START MATERIAL FOR THIS TASK

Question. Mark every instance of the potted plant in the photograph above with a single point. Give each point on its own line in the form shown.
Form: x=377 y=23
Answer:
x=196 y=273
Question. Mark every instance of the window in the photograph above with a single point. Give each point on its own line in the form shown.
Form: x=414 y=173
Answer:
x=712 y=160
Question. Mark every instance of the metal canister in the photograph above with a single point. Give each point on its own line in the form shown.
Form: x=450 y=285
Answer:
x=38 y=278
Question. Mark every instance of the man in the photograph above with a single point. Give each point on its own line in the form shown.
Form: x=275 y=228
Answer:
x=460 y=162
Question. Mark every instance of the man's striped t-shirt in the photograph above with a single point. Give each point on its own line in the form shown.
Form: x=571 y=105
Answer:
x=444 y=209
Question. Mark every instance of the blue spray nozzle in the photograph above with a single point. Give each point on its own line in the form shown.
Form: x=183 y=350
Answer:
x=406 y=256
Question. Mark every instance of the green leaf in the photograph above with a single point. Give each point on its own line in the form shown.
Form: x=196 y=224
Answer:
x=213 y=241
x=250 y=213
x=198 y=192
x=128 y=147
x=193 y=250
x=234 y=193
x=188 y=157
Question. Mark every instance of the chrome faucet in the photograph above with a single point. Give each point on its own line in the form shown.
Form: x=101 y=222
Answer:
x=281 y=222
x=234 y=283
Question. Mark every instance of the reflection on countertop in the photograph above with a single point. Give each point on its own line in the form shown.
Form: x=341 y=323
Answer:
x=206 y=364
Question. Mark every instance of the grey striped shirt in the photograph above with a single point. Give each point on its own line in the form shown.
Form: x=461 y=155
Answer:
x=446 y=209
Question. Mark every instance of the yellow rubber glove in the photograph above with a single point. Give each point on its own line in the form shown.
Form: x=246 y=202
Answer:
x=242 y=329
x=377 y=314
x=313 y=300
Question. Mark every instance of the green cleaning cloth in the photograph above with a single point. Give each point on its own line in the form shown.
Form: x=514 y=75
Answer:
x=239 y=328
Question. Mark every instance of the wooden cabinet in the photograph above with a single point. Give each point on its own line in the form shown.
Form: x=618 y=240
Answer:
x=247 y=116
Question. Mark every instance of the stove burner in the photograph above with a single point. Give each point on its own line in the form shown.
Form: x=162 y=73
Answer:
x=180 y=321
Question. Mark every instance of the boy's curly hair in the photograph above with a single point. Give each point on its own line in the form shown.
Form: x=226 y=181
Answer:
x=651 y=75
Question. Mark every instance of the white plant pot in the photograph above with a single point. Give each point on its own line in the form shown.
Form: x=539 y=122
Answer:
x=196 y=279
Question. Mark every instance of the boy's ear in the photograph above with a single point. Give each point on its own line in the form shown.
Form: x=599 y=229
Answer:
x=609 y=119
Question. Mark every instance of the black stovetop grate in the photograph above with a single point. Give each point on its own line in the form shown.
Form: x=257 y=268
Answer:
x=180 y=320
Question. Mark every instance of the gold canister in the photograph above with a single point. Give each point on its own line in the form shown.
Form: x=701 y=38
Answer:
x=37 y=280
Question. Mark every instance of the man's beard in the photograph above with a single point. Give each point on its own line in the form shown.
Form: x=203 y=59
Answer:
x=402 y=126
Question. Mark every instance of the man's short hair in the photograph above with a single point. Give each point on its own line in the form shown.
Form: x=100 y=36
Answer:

END MATERIAL FOR THIS TASK
START MATERIAL FOR THIS TASK

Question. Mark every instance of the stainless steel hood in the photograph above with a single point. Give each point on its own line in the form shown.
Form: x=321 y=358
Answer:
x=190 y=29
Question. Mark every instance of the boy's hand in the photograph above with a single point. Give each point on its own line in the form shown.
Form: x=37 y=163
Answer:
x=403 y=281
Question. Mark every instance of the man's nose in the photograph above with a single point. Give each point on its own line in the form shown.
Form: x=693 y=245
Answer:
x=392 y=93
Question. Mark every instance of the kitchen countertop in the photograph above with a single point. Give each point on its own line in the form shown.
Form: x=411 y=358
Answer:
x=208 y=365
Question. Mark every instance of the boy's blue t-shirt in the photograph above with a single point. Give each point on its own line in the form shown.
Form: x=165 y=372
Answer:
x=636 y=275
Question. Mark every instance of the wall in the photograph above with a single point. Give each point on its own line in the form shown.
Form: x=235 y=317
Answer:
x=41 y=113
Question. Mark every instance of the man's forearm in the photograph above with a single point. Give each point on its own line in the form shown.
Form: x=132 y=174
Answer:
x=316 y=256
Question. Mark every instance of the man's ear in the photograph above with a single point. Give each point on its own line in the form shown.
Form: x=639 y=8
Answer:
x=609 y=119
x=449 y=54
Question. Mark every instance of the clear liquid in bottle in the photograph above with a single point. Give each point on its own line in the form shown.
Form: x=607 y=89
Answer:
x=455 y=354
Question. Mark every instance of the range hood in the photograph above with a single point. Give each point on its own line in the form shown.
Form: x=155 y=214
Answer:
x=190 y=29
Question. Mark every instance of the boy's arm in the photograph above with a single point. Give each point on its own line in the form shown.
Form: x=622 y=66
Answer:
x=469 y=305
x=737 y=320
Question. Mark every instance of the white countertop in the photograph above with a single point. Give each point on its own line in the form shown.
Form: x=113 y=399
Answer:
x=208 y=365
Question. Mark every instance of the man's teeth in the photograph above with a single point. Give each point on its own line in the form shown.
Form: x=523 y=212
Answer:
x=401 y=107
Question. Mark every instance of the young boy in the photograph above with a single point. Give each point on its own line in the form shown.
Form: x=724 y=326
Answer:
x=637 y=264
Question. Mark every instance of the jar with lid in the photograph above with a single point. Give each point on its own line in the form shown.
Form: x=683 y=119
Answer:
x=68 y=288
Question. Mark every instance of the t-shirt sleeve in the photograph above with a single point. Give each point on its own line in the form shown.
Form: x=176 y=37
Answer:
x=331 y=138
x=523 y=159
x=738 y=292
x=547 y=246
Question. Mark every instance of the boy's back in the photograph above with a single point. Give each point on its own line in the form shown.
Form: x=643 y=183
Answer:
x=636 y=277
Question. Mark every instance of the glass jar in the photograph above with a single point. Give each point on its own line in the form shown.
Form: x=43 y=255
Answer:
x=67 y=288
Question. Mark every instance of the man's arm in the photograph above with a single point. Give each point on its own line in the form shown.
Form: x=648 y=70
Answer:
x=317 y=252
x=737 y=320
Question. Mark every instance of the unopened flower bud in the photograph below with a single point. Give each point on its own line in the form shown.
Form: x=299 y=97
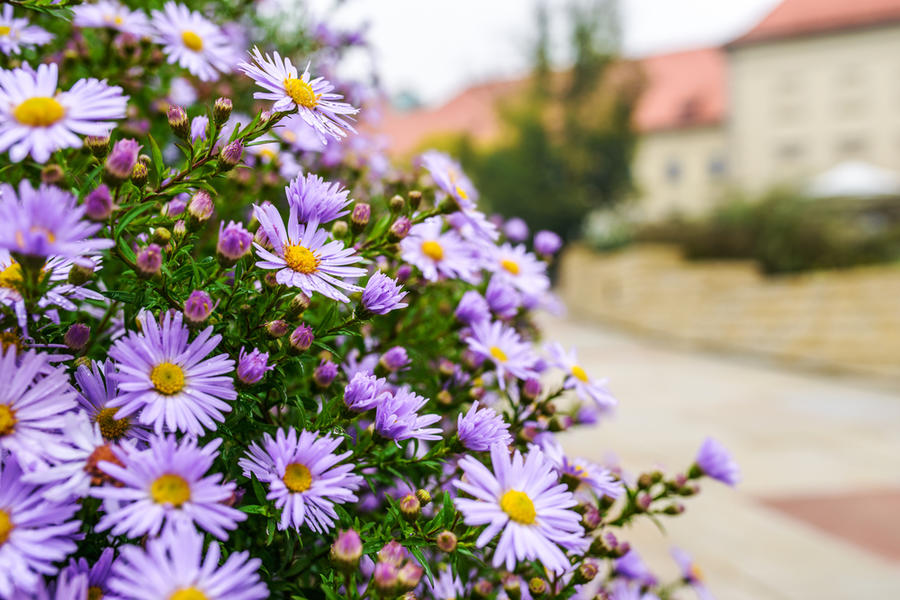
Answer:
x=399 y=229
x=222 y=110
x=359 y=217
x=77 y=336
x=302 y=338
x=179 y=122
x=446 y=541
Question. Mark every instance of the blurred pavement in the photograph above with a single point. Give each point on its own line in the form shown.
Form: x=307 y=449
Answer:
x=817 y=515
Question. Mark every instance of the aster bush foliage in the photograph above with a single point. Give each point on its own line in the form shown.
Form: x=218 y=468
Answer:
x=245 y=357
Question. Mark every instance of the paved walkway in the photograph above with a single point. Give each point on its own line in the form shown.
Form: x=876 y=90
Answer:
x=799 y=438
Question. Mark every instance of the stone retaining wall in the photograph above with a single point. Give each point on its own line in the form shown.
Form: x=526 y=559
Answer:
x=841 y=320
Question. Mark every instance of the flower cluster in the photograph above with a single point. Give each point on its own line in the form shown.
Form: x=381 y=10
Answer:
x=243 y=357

END MATERIAL FOR THIS TASK
START MATERIAL FOR THIS TASK

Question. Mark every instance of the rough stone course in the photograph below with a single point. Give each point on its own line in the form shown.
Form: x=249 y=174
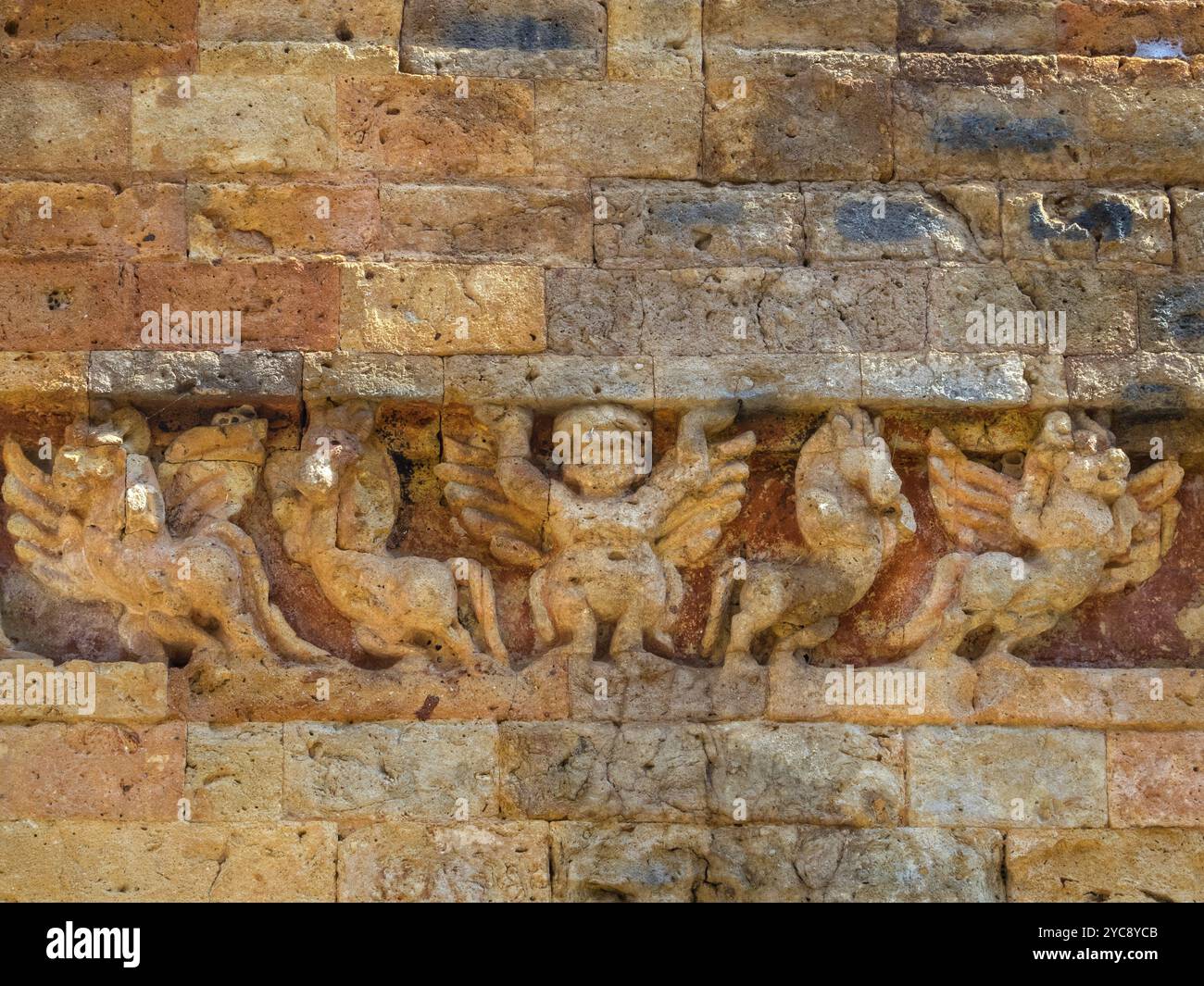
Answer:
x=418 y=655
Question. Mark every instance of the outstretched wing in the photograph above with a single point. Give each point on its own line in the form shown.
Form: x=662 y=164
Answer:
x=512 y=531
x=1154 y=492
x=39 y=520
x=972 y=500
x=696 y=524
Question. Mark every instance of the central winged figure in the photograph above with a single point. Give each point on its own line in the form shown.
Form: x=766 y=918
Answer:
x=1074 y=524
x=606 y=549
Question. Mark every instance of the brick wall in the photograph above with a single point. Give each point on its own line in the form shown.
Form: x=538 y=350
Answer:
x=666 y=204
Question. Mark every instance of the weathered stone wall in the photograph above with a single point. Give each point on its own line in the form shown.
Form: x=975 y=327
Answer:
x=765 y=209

END MATERIAL FOR THIS TASK

- [DIRECTIONS]: Filter the entries above and keep only the lines with the word "below".

- [EXERCISE RESPONSE]:
Question. Mark every instance of the unopened flower bud in the photograph below with a single point. Give each point on its own line in the form shown.
Question. Mark every instance of the rough stone course in the photograph below with a single point. Give each point on its own line in the form shown.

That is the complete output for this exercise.